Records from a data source
----------------
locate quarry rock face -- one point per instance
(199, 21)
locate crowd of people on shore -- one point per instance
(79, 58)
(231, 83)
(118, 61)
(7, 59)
----------------
_Exercise_
Without leaving anything out, quote all the data.

_Response_
locate quarry rock face -- one point per instance
(199, 21)
locate crowd of people on shore -- one point per instance
(79, 58)
(231, 83)
(118, 61)
(7, 59)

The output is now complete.